▸ **Records for the exercise**
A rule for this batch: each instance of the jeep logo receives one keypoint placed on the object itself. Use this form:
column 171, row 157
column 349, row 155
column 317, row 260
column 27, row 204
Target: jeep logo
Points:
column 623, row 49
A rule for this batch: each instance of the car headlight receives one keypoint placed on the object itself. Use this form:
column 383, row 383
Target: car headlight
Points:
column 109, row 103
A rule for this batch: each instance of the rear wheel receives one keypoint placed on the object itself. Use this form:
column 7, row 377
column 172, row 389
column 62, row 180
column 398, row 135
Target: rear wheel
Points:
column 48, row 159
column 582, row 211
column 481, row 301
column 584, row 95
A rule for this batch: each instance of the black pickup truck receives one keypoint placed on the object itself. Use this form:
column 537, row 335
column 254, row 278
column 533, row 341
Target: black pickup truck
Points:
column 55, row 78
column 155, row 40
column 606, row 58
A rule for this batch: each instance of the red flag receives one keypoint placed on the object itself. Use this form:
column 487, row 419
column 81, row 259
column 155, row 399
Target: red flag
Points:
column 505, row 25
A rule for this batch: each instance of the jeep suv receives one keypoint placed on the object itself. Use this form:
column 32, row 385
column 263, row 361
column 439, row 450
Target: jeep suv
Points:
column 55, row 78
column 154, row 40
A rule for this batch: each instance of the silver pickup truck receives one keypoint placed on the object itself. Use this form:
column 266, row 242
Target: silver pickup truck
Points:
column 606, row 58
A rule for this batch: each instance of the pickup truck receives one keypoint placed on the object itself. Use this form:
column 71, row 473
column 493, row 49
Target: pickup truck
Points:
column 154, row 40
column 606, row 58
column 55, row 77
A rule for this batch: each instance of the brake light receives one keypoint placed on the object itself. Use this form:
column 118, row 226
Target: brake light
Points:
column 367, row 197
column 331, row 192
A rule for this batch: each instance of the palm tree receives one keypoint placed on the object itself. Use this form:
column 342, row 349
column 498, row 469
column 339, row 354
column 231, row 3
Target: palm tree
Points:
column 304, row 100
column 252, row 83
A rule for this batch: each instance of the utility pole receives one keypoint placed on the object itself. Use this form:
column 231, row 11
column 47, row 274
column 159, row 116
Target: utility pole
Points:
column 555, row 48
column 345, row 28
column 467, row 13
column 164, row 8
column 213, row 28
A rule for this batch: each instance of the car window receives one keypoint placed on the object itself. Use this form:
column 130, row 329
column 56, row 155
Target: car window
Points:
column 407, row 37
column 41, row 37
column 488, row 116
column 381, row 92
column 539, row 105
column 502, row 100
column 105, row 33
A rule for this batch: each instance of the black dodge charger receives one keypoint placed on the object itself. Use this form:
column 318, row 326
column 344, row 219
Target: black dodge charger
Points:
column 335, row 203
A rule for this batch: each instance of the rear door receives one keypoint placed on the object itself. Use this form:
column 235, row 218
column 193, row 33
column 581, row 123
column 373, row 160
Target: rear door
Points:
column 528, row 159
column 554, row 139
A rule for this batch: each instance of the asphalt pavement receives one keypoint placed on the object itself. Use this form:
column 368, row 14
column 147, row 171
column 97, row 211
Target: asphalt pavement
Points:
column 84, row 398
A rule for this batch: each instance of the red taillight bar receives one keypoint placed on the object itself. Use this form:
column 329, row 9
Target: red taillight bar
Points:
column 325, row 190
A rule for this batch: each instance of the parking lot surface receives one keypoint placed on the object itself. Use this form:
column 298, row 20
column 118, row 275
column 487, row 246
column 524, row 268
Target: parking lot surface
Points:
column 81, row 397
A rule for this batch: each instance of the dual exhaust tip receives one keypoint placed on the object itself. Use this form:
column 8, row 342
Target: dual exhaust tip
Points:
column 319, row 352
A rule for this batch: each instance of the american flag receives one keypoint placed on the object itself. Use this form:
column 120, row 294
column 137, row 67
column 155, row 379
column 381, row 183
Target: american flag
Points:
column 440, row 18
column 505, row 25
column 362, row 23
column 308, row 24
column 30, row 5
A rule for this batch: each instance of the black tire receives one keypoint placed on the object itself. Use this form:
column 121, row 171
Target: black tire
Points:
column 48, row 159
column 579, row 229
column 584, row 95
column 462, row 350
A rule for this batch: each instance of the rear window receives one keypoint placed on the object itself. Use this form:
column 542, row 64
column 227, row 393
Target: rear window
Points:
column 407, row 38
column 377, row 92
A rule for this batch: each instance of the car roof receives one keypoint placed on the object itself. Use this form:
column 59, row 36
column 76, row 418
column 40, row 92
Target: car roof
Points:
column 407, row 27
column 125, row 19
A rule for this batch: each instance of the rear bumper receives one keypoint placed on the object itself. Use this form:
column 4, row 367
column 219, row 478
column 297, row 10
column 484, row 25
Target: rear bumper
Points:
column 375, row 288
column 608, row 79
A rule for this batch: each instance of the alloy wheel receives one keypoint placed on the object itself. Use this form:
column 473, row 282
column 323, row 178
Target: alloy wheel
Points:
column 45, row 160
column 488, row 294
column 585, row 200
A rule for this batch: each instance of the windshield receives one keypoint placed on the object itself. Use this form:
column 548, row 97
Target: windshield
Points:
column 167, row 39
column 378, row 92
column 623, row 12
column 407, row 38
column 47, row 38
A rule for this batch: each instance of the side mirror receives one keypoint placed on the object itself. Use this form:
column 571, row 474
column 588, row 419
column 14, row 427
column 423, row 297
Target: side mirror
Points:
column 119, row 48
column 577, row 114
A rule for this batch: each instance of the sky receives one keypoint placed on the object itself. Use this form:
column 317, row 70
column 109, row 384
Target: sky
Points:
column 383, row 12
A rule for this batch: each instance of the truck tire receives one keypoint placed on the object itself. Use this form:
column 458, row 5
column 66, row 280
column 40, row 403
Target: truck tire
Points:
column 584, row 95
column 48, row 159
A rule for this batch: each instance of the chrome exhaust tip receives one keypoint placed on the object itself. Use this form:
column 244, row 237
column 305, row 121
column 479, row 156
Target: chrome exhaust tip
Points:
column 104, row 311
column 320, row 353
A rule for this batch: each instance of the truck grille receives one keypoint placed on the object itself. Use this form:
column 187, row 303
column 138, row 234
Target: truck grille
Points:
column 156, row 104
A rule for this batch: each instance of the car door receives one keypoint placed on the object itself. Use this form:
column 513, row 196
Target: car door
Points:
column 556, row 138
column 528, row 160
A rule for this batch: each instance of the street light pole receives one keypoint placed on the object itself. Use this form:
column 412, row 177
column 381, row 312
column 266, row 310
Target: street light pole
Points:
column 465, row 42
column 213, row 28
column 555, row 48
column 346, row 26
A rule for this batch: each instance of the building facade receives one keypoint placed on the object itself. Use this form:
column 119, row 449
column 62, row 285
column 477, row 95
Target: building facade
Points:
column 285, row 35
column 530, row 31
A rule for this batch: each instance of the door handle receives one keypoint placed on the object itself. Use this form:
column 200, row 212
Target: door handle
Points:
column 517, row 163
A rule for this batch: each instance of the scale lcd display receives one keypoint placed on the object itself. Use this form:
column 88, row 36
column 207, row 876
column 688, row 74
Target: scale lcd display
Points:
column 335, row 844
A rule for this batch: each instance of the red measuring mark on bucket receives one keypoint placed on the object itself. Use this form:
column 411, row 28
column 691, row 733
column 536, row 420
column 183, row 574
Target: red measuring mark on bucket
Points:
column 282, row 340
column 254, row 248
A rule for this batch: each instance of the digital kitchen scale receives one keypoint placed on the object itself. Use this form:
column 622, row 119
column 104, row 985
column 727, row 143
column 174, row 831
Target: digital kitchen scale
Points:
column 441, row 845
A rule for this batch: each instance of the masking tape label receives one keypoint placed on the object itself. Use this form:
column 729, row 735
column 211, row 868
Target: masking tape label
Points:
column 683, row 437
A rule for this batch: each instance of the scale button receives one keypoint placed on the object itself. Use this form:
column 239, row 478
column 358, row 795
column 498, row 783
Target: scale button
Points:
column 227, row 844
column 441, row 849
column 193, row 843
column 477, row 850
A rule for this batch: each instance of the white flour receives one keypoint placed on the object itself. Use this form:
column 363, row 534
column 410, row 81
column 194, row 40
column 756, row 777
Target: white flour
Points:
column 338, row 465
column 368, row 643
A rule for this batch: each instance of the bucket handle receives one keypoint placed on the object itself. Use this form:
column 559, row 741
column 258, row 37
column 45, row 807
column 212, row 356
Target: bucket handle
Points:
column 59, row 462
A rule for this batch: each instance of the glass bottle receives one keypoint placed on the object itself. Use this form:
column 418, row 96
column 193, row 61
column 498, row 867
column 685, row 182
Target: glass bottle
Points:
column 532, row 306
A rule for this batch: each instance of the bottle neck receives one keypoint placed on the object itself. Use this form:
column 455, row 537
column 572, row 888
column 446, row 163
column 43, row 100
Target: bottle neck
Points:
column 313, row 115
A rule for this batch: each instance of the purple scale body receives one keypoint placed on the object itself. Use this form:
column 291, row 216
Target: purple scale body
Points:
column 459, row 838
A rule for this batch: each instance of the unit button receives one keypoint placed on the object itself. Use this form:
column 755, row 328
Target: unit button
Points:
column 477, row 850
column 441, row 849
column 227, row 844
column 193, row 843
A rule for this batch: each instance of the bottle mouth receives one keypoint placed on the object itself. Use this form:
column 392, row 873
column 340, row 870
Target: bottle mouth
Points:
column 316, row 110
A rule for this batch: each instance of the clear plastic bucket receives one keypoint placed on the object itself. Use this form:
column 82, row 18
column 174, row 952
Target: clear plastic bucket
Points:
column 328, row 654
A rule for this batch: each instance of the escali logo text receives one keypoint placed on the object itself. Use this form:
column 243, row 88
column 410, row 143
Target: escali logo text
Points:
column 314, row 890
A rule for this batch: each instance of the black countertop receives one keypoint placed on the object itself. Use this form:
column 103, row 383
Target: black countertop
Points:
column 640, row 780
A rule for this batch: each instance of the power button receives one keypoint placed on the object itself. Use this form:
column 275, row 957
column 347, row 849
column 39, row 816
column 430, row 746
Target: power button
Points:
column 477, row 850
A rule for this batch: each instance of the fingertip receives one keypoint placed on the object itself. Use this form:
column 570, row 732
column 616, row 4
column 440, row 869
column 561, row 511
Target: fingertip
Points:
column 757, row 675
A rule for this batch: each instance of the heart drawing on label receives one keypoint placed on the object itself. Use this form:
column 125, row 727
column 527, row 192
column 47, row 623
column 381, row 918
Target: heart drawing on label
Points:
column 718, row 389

▸ **What the task requires**
From the records above, print only the lines between the one holding "column 193, row 33" and the one holding "column 137, row 67", inclusive, exactly as they stand.

▸ **Answer section**
column 193, row 33
column 581, row 123
column 373, row 160
Target: rear door
Points:
column 528, row 159
column 554, row 139
A rule for this batch: each instance of the asphalt pavement receives one keypoint placed on the object itself. Use this form:
column 368, row 14
column 147, row 171
column 97, row 211
Target: asphalt pavement
Points:
column 84, row 398
A rule for this batch: each instance of the red taillight bar receives one keypoint placed on the object itself. Use this form:
column 329, row 9
Target: red taillight bar
Points:
column 325, row 190
A rule for this batch: each instance of the parking lot surface receives one keypoint placed on the object itself. Use this form:
column 298, row 20
column 118, row 275
column 487, row 246
column 524, row 268
Target: parking lot surface
Points:
column 81, row 397
A rule for this batch: each instance of the dual exhaust tip receives one keypoint placed on the object itself. Use this form:
column 8, row 342
Target: dual exhaust tip
Points:
column 319, row 352
A rule for this batch: each instance of the american flag receives one keypoint placed on the object itself. Use this form:
column 120, row 294
column 137, row 67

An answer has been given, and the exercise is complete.